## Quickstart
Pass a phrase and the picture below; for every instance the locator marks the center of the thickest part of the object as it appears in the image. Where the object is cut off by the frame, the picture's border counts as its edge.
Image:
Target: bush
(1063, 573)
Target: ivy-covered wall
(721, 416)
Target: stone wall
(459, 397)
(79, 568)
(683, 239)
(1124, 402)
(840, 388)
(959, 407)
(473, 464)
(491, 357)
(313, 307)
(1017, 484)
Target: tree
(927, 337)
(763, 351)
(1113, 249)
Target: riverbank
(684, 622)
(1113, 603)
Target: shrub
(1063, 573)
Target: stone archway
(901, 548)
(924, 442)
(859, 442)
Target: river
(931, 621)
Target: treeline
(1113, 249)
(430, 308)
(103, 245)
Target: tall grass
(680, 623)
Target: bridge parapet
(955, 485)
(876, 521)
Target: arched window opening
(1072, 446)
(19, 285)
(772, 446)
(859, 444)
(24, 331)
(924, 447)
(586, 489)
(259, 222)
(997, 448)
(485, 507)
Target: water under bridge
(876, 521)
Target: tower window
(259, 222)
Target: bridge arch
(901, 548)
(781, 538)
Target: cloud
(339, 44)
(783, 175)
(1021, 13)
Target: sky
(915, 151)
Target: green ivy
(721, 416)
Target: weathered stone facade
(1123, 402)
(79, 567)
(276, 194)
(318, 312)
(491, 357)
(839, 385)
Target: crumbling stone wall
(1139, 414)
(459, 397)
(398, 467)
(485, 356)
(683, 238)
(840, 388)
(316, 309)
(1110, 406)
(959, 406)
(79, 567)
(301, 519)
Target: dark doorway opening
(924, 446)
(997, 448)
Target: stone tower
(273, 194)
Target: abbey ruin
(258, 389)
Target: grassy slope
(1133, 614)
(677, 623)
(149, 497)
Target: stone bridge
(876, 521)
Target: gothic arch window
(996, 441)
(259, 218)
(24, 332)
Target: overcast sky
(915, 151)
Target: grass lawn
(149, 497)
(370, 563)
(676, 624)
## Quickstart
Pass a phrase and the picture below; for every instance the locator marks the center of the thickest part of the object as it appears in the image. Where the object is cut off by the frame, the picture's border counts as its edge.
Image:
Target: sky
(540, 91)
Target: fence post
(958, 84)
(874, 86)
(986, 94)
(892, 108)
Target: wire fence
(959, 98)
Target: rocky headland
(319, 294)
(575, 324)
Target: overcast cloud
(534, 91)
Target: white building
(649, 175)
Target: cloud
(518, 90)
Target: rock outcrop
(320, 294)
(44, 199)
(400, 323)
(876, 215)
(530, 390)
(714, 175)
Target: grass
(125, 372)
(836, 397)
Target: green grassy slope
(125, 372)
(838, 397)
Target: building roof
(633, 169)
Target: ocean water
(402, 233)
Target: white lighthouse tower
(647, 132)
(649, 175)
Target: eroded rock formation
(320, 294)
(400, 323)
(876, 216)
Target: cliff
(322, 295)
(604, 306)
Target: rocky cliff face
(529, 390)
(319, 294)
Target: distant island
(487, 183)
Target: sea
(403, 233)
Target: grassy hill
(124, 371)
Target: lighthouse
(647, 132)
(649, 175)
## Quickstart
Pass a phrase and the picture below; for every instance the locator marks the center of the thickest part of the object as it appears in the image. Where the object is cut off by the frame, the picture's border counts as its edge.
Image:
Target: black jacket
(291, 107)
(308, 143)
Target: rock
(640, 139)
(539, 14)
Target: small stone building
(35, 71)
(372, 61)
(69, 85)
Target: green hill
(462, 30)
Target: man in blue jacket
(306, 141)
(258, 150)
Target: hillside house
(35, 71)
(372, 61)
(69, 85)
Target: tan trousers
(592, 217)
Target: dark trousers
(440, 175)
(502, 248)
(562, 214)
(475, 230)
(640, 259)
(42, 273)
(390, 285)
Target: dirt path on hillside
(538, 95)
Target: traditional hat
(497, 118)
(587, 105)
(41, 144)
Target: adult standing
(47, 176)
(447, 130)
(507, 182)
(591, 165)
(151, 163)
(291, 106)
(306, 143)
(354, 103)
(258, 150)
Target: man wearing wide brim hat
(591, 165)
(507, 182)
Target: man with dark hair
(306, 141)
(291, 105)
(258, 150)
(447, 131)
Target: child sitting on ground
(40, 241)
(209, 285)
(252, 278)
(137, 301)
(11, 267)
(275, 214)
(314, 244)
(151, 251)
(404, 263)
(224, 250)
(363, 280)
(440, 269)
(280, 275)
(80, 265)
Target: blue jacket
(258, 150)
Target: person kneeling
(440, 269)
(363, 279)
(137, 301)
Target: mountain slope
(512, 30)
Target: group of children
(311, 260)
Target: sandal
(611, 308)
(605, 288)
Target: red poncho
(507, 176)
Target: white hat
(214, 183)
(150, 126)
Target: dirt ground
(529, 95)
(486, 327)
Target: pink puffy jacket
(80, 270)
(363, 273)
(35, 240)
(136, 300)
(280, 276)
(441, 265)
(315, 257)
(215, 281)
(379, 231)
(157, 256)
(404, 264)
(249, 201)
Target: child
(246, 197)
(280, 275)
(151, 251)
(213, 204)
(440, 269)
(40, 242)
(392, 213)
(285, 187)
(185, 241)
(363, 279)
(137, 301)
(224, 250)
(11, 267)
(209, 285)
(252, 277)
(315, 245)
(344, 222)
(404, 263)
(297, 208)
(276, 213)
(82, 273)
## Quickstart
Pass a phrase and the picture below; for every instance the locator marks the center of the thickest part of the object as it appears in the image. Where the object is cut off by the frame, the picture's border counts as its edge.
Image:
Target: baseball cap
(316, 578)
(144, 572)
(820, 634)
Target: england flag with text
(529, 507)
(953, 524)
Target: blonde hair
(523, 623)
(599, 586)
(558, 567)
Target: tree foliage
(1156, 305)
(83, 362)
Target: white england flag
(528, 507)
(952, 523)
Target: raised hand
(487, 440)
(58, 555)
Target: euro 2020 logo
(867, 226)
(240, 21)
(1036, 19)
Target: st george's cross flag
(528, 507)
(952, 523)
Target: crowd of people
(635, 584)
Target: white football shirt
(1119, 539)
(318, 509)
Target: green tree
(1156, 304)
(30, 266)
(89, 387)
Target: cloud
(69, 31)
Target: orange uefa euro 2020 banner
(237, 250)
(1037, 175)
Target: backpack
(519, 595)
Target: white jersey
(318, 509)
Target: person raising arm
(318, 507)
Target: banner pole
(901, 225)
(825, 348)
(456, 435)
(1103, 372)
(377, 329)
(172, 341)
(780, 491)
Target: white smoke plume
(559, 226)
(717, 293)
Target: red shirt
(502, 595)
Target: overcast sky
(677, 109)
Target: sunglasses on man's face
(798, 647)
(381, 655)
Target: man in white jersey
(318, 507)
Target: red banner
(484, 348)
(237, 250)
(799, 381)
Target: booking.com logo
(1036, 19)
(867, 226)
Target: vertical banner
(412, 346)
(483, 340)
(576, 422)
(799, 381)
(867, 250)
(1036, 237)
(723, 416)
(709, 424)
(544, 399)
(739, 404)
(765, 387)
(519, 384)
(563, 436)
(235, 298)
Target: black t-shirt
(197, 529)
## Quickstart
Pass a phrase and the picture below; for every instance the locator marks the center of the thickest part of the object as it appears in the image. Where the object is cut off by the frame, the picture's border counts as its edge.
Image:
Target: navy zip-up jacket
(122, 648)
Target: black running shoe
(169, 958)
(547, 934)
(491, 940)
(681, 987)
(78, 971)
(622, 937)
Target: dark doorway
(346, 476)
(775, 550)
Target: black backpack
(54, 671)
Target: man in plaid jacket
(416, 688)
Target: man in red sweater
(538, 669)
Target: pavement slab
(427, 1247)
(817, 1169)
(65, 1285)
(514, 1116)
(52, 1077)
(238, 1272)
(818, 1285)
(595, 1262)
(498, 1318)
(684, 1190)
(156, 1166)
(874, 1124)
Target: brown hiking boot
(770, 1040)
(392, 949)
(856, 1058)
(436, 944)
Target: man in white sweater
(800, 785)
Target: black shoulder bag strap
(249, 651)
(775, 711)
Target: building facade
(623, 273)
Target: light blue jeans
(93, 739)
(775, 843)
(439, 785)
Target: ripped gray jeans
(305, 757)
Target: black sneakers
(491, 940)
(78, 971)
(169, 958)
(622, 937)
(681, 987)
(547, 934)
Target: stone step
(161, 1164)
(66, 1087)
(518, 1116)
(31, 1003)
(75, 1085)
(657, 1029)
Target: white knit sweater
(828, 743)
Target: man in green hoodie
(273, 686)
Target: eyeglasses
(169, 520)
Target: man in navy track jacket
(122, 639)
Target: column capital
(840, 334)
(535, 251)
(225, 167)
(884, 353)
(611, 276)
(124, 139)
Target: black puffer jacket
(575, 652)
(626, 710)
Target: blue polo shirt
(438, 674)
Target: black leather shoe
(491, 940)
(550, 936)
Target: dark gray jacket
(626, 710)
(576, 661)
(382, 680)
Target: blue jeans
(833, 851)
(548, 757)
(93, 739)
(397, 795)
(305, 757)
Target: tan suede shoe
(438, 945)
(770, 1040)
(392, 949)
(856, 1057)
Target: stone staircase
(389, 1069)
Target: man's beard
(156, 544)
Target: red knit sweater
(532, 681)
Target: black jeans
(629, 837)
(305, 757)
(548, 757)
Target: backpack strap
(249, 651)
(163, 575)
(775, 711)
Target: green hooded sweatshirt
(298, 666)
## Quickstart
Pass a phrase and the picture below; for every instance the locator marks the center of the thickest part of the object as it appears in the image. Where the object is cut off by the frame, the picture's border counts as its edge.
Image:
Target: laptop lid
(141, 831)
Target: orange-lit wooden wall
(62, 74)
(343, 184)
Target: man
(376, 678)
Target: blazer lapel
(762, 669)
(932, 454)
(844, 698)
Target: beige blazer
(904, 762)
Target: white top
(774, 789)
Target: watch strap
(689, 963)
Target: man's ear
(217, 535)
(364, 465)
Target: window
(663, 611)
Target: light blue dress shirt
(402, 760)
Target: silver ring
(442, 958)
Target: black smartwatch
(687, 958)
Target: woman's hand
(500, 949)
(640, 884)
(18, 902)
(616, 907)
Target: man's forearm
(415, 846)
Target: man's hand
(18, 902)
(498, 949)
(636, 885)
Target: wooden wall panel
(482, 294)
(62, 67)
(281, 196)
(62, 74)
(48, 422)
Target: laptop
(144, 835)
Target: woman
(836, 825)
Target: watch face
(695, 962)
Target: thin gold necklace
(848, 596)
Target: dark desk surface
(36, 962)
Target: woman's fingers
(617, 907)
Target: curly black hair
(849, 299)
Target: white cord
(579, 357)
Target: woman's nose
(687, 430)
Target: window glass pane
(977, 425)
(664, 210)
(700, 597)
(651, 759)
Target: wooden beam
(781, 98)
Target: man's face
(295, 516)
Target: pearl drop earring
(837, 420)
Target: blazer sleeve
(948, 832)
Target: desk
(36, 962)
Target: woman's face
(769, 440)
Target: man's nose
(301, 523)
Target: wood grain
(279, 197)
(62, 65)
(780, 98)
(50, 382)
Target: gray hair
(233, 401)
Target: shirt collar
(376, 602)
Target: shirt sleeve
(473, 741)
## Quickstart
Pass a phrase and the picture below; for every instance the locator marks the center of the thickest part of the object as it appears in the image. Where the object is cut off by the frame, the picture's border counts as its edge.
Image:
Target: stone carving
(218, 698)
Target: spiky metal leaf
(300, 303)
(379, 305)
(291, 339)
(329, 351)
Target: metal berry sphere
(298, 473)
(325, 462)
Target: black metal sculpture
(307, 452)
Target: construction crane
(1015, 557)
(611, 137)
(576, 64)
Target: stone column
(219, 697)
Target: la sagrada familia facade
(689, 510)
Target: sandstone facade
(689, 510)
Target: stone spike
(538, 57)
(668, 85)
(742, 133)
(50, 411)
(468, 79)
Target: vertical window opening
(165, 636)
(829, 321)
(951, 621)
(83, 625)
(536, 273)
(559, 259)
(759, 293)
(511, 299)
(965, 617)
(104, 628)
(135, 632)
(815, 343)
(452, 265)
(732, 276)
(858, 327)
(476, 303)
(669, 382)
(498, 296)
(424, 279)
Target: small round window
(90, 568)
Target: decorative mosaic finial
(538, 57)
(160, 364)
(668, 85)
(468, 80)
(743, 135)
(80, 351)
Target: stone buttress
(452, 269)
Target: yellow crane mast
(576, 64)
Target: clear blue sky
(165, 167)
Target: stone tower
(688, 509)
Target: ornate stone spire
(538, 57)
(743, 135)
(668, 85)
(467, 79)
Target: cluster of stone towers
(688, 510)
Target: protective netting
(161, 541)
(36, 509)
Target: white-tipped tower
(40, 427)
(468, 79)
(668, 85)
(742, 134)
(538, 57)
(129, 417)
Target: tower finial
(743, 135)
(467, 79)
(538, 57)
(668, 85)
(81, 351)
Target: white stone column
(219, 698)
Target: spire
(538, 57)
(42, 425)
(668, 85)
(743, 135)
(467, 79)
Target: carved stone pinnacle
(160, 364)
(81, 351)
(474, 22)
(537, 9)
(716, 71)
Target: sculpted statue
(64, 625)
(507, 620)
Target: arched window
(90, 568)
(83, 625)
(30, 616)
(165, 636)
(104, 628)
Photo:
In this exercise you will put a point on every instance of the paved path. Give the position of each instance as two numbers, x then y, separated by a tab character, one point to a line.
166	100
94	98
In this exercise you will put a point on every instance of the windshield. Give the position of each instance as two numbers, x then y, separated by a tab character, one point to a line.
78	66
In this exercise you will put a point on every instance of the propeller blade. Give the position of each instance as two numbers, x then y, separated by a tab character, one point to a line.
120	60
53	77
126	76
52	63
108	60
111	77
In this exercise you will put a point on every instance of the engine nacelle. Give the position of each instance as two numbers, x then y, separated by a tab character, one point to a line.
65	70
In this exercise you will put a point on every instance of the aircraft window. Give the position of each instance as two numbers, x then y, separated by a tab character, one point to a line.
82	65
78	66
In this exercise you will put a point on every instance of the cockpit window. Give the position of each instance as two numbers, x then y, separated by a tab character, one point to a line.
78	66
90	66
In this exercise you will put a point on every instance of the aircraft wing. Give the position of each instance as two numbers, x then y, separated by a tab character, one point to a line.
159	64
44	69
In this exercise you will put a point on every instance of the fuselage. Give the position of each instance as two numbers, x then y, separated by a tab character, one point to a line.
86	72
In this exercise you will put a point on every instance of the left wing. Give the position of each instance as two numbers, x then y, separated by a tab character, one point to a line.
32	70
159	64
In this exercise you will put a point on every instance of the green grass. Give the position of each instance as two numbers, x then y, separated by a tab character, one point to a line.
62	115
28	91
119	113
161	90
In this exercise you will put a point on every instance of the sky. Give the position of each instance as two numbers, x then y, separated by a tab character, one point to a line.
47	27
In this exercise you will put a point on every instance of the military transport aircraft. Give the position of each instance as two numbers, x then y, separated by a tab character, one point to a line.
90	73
================================
**What needs to be done:** Begin with the line that contains "of the propeller" and quote each line after it exactly, stopping after the last line of the data.

**Exercise response:**
In this exercise you will put a point on every instance of the propeller blade. Give the position of each instance as two numbers, x then y, separated by a tab character, one point to a line.
120	60
53	77
126	76
52	63
108	60
111	77
In this exercise you will put a point on every instance of the engine nacelle. Give the position of each instance as two numbers, x then y, separated by a tab character, one point to a line.
65	70
In this exercise you will put a point on every instance of the aircraft window. Give the position of each instance as two numbers, x then y, separated by a tab character, one point to a line.
82	65
78	66
In this exercise you will put a point on every instance of the cockpit window. Give the position of each instance as two numbers, x then y, separated by a tab character, one point to a line.
78	66
90	66
In this exercise you will put a point on every instance of the aircraft wing. Give the position of each instance as two numbers, x then y, separated by a tab character, one point to a line.
159	64
44	69
In this exercise you will put a point on every instance of the fuselage. Give the position of each instance as two numbers, x then y, separated by a tab character, one point to a line.
86	72
In this exercise you will put a point on every instance of the left wing. Give the position of each instance as two numbers, x then y, separated by a tab character, one point to a line.
32	70
159	64
In this exercise you will put a point on every instance of the green grass. Give the position of each instance as two numbers, x then y, separated by a tab character, one point to a line.
62	115
28	91
119	113
161	90
In this exercise you will put a point on every instance of the sky. Give the position of each instance as two numbers, x then y, separated by a tab character, one point to a line.
47	27
In this exercise you will put a point on every instance of the military transport aircraft. Give the position of each instance as two numbers, x then y, separated by a tab character, one point to a line.
90	73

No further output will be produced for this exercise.